- **EXERCISE TASK**:
Below are records to repeat exactly. Omit the pictures from the copy.

- **ITEMS**:

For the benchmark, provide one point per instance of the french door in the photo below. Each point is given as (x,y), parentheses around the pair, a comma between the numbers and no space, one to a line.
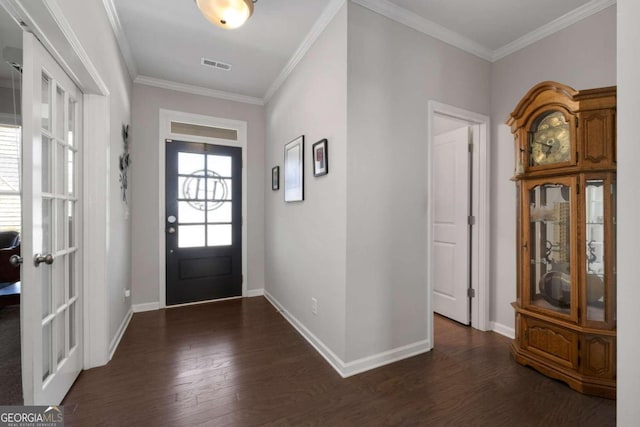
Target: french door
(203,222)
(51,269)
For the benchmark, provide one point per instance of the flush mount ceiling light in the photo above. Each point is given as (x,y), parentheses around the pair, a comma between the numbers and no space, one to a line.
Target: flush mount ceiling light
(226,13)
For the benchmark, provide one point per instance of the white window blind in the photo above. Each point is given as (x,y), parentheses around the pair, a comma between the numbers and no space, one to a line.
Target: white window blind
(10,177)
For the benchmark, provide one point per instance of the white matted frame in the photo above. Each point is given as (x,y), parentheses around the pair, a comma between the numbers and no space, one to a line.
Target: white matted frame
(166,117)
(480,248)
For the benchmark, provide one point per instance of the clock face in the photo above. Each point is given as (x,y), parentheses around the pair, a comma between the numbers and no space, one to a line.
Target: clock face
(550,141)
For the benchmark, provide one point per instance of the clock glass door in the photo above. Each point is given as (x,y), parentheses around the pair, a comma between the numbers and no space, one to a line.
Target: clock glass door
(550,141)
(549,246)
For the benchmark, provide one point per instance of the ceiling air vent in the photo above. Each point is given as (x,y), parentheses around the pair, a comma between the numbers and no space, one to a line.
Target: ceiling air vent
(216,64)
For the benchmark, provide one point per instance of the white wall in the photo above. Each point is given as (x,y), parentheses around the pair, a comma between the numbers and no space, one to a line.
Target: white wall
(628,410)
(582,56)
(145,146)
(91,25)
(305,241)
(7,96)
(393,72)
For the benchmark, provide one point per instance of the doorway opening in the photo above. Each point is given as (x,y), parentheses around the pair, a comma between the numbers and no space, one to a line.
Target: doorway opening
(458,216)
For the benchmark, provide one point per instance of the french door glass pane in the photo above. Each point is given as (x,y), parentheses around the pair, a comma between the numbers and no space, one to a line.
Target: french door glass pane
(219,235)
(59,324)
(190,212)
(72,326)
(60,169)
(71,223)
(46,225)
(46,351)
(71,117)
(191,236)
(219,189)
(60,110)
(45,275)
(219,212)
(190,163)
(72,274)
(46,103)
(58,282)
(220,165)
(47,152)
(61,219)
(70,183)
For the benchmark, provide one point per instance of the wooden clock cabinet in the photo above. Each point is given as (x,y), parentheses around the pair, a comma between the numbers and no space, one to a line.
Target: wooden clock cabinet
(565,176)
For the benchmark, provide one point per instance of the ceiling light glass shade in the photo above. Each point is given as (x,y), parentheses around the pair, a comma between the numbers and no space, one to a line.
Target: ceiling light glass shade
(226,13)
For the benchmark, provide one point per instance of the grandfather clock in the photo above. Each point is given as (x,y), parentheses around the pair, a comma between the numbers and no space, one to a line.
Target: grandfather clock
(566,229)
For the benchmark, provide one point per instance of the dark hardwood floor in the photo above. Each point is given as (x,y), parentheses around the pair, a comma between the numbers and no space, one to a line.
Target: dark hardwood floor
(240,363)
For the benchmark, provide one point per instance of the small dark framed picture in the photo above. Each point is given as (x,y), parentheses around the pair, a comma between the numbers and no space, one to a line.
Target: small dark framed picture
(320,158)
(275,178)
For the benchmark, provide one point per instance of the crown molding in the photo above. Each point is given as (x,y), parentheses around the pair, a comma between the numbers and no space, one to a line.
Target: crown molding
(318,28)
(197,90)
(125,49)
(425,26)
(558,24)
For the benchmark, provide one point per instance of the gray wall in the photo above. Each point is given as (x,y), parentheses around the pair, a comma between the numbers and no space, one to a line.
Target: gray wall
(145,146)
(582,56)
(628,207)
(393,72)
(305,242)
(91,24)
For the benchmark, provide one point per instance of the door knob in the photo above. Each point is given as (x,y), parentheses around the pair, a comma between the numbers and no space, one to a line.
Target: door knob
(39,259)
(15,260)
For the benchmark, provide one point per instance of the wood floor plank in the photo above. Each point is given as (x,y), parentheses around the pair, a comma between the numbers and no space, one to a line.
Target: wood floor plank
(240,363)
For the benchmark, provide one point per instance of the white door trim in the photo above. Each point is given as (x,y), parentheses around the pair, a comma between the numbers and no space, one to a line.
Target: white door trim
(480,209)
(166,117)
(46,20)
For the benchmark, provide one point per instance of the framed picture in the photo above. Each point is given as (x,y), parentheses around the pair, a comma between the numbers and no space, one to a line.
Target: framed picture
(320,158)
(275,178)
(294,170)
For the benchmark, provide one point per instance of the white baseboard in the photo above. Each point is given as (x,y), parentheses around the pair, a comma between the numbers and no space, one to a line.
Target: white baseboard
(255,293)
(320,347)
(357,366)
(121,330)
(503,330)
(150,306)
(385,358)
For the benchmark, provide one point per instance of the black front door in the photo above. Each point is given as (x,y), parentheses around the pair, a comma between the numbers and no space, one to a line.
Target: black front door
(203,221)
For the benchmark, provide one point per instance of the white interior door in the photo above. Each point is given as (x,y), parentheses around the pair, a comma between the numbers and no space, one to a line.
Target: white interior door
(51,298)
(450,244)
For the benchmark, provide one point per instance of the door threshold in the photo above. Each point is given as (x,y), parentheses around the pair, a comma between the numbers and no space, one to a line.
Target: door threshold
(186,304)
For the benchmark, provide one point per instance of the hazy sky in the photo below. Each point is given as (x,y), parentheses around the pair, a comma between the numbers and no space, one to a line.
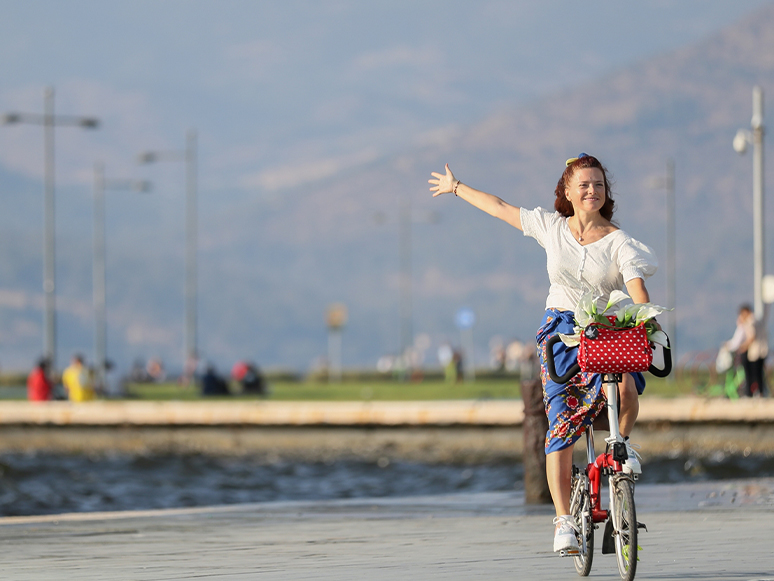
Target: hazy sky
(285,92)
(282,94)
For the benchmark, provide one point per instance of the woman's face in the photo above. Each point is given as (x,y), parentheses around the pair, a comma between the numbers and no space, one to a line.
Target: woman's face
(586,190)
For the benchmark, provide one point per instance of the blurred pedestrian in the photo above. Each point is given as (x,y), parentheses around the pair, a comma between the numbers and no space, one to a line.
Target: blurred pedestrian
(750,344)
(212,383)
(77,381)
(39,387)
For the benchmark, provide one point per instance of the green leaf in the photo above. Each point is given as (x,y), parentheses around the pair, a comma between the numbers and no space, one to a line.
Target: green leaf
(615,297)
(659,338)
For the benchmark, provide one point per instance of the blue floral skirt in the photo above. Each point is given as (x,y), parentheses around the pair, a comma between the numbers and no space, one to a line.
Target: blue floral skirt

- **FULL SOLUTION**:
For the benchmark, provide one point per instance of the french door in the photo below. Each point is given as (x,y), parentheses around the pair, a comma between the numbers and no space, one to a line.
Target: french door
(203,222)
(51,269)
For the benchmark, provide one point per instance of the flush mount ceiling light in the photo above. Each point is given as (x,y), parentheses around the pair, a comma between the numbers and no space, one to a line.
Target: flush mount ceiling light
(226,13)
For the benchmark, provide one point per instance of the white window blind in the photo above. Each point is given as (x,y), parentheses around the pair, a comma between the numbers and no space, one to a line.
Target: white window blind
(10,177)
For the benchmark, provide one point per instance of the white matted frame in the photo above. Each point is given as (x,y), parentheses around the pair, a comma between the numbers and no space, one to a line.
Target: white matted frame
(166,117)
(480,248)
For the benchmark, provide one point per instance of the clock face in the photo above. Each point is given as (x,y), parentheses around the pair, a comma between the numbers and no space, one to a line.
Target: clock face
(550,141)
For the benchmark, provide one point per instance of the clock glass door in the photo above. Each point is given as (x,y), parentheses around the pair, a comma between the numbers and no space, one to a line.
Target: clock glass door
(550,141)
(549,246)
For the benchmark, provide one point per instance of the ceiling air vent in the photo above. Each point is given as (x,y), parentheses around the pair, a comma between the numbers and no space, one to a line.
Target: ceiling air vent
(216,64)
For the benchmark, provide one point per instance of the white wall in the photo above. Each point is given as (x,y), parentheses around the pair, a comma between the numbers and no space, one to a line.
Target: white wall
(628,410)
(582,56)
(145,146)
(91,25)
(305,241)
(7,96)
(393,72)
For the benchmark, provide one point per instance of the doorway opening in the photo above. Each point is given as (x,y), parentheses around the pair, a comma between the numbers and no space, one to a line.
Target: doorway opening
(458,216)
For the benchmark, provide one point per instance of the french door glass pane in the photo above. Each point is given as (x,y), parentheses around the pair, a comma between the numbers and no space, one to a line.
Target: french door glass pane
(219,235)
(59,324)
(190,212)
(72,326)
(60,169)
(71,223)
(46,225)
(46,351)
(71,117)
(191,236)
(219,189)
(60,110)
(45,275)
(219,212)
(190,163)
(72,274)
(46,103)
(58,282)
(220,165)
(47,152)
(61,219)
(70,183)
For the benchmark, provide one point per instance of the wooden clock cabinet in the photo above. Each point is given as (x,y), parentheses around the pair, a comma between the numbers and no space, one to a line.
Target: wooden clock cabinet
(565,176)
For the benchmark, provide one point per instance of the ceiling light glass shade in the photo above. Each point is given as (x,y), parentheses around the pair, a comma between the numbers and no space, one to a line.
Target: ceiling light glass shade
(226,13)
For the benchmark, provide one point per instance of the grandfather clock in the photo above. Each point is given as (x,y), parentheses around the pair, a comma between the numbers and no space, one to a line.
Target: grandfather clock
(566,229)
For the benchmark, provide one point per instance of the dark hardwood floor in the photo above. Each point is given as (x,y), parentheses around the pair, a comma between the numbers and no space, one to a line.
Target: dark hardwood floor
(240,363)
For the benchmark, provide one point per instance of the small dark framed picture in the photo above. Each point is given as (x,y), parentheses around the pair, a comma between the numbers and no space, one to a line.
Target: small dark framed picture
(320,158)
(275,178)
For the benchmark, provide one point per instance of the crown molding in the photo above. Each point is given as (x,y), parentheses around the pair, a comma between the numbers and no space, one to a line.
Target: crown molding
(318,28)
(197,90)
(125,49)
(425,26)
(558,24)
For the benchmark, provide one point per instance of the gray wall in the photo above. Each point is given as (x,y), parentheses around the pair, a comma between the numbers and no space, one to a line.
Target: gray wall
(145,146)
(582,56)
(628,207)
(393,72)
(305,242)
(91,24)
For the benchmark, provide one point per instance of the door knob in the photo above. Each point is given as (x,y), parentheses around the pair, a comma between the numbers and no space, one to a line.
Target: door knob
(39,259)
(15,260)
For the benchmark, provide one point per instance of the wood floor plank in the photo above. Each point is given as (x,y), parentheses around the pair, a comma between the numbers and no space, one to a line.
Target: wood floor plank
(240,363)
For the benchmark, provide one point per instance of the white door trim in the photo above. Each point is given as (x,y), parentheses around the pair, a comma between the numbers and no space, one to a line.
Target: white door trim
(480,209)
(166,117)
(46,20)
For the benchmark, provide one point per instance of the framed picture in the photo above. Each point is given as (x,y), parentheses around the pair, a comma between the numbers and no space, one to a line.
Target: framed picture
(320,158)
(275,178)
(294,170)
For the benchmark, provide one point per instance of the white baseboard in the photo above. Each point is given as (x,y), parentheses around the pair, a comma between the numbers and no space, one to a line.
Target: white baseboard
(255,293)
(320,347)
(357,366)
(121,330)
(503,330)
(150,306)
(385,358)
For the benchmark, provide one point per instance of the black front door in the photo above. Each point is given as (x,y), parentheses around the pair, a comma between the numbers and no space, one to a line.
Target: black front door
(203,221)
For the benchmark, provide one point per instance of the white interior door in the photo above. Each point is given as (x,y), parentheses around the pair, a comma between the numbers and no space, one to a line.
Target: white interior door
(51,298)
(450,244)
For the benchmark, provide one point per instance of the door threshold in the photo above. Each point is given as (x,y), parentheses around the pair, a comma between the numbers and no space, one to a line.
Target: door threshold
(186,304)
For the benchmark, provide one point per instance of the hazy sky in the photo below. Each point is given as (x,y), parentheses around the pair, a comma between the numbers and no space, one to a line.
Target: hazy sky
(285,92)
(282,94)
For the benchmark, provide one point per instance of the woman's face in the photo above. Each point is given as (x,y), parentheses around the pair, a comma between the numbers and no space, one to a line.
Target: woman's face
(586,190)
For the benchmark, provide one point per instance of the blurred pedestrian in the photo above. Each point is given as (x,y), parentheses around the pair, a comma between the numbers and no space, one to a line.
Target: blurred pedestrian
(750,344)
(212,383)
(77,381)
(39,387)
For the benchmark, provide one point per instance of the green leaf in the photo above. Each point is given as (x,y), parentheses around the pair, a comma between the numbers and no space, one to a line.
Target: green leaf
(615,297)
(659,338)
For the benchmark, provide one point per instance of the blue floral skirt in the photo above. Each point is given as (x,y), parentheses around the pair, a comma between the numbers and no space, one to a line.
Target: blue floral skirt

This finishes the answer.